##### TEXT BLOCK #####
1.07.2008

Synagogue

In synagogue they said my name and the name of my father and my father's father. For hours I heard nothing but Hebrew and now suddenly this, the first family name I ever heard, like a familiar melody in a long strange song. I do not believe. I am in Israel, surrounded by men who I am told have blood that runs like mine in their veins and back through time to Abraham and Adam, my namesake. Blood leading me back to me in the Garden, made from clay, lifted from the God box underneath the wall from which shook out all the mothers and the fathers and that's how the universe was born.

What don't I believe? Above us the women sit in the balcony and and ululate and throw candy when the time is right. The kids down below dart out from their father's legs to take what they can; theirs is a language I understand. My grandfather's niece's son-in-law shows me where we are in the text and he is patient and warm and at first I think sad; but no; he can't express himself to me in English, it is too complicated, he is hopeful that I might come back to into the fold of blood brothers and sisters, family beyond family, I suppose this is all really about home...
#####
» **PROBLEM DESCRIPTION**
Please translate this sentence from the synagogue entry above into Spanish: "In synagogue they said my name and the name of my father and my father's father."
##### EXTRACTED INFORMATION #####
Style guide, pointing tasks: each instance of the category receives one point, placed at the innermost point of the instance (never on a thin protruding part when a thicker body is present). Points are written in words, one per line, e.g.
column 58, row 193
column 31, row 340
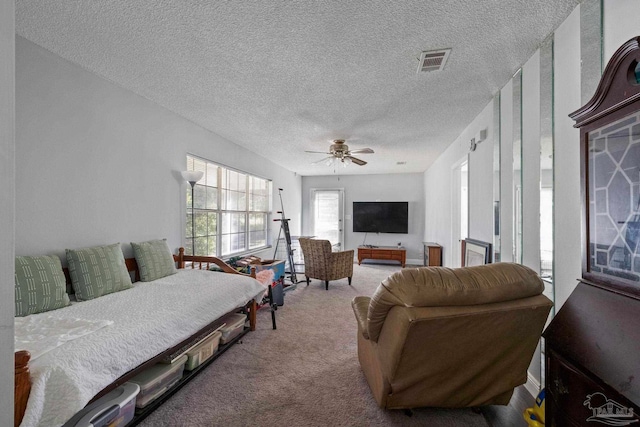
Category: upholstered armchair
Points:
column 444, row 337
column 323, row 264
#####
» **SOLUTION TO THIS PROBLEM**
En la sinagoga dijeron mi nombre y el nombre de mi padre y del padre de mi padre.